(Text)
* * *
# Opinion Please!



## Don357 (Dec 4, 2007)

My cousin who is a 50ish hanidcapped lady, is interested in a CCW but doesn't have a lot of money to spend. She really likes my wifes Kel-Tec P-11 but feels that $250 to $300 is more than she can afford unless she lay-aways. I suggested a FEG PA-63. Right at $100 now and about the same size, also nearly as powerful. She wouldn't need to worry about an ammo shortage as she doesn't shoot that much, and there is a fair amount of 9x18 Mak around. I also told her that she needs to make sure she can operate the slide and that the gun "fits" her hand. She shoots already and is pretty good with the .38spl Rossi revolver she already has. It has a 4" barrell and is kind of akward for her in her chair. (she says) Any way she wants an ITW holster. So any suggestions and / or opinions are welcome.


----------



## Jackle1886 (Dec 21, 2007)

I know it's not a semi, but a Smith & Wesson J frame hammerless in .38 special. Plenty of power, no safeties to mess with, no needing to be profficient w/ an auto, just point and shoot. They're super lightweight and slim too.


----------



## Todd (Jul 3, 2006)

I'm thinking revolver also. If she has physical limitations, why bother with things like a manipulating a slide to chamber a round, safeties, magazine changes, and clearing jams? She needs simplicity. An auto is not what she needs.
* * *
(Supplied data)
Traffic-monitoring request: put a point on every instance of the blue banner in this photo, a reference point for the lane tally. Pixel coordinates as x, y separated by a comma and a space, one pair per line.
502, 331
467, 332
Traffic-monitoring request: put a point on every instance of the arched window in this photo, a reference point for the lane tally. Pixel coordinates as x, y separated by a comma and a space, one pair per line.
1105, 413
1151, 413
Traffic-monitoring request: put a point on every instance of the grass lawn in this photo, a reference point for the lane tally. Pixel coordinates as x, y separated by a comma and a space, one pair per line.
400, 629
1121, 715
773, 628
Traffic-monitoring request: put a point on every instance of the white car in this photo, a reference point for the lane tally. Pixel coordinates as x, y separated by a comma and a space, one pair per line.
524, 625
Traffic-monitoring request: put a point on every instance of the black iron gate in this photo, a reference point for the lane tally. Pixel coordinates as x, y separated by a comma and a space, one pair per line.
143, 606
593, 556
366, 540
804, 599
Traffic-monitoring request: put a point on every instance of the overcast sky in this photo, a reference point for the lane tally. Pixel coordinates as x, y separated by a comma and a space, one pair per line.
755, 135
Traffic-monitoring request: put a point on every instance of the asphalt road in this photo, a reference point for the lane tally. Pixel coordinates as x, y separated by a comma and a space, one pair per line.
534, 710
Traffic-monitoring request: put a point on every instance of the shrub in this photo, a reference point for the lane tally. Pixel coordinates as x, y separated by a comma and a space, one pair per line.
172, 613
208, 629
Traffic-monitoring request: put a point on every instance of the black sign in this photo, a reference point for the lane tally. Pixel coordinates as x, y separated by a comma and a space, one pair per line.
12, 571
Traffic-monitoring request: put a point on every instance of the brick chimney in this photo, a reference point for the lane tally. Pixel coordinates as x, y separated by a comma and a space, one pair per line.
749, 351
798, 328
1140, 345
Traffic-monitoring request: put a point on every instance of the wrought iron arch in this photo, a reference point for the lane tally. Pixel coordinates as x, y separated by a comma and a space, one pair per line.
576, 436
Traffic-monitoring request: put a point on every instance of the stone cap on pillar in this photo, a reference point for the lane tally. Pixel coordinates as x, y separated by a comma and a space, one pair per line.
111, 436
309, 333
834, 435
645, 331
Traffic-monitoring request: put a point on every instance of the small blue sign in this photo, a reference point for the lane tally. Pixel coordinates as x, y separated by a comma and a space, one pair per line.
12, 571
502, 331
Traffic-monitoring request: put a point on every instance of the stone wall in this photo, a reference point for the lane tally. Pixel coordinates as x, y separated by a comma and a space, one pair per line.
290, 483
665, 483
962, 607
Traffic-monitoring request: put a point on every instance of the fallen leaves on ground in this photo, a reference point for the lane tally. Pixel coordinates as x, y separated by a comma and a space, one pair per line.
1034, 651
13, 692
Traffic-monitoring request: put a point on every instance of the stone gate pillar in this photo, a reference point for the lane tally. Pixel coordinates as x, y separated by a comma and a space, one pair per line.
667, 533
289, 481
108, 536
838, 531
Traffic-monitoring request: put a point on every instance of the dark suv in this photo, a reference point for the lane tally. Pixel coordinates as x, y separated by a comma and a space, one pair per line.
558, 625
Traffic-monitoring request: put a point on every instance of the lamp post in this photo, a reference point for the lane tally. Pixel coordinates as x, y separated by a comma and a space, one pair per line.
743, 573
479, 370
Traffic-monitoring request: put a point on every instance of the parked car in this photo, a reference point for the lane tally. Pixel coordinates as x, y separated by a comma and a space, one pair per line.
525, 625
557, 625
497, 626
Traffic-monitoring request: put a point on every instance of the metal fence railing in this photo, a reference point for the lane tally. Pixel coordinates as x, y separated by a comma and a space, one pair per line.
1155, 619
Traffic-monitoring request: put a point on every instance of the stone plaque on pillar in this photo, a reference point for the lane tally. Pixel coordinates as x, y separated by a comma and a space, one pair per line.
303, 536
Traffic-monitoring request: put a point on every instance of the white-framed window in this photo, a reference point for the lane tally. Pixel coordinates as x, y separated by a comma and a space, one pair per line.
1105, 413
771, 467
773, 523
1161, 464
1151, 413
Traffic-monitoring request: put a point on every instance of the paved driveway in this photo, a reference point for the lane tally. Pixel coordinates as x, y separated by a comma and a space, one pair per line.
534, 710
* * *
Answer these from the handgun thread:
(a) What price does the first post give for the FEG PA-63?
(b) What caliber does Jackle1886 suggest for the Smith & Wesson J frame?
(c) What does Todd say the cousin needs?

(a) Right at $100.
(b) .38 special.
(c) Simplicity.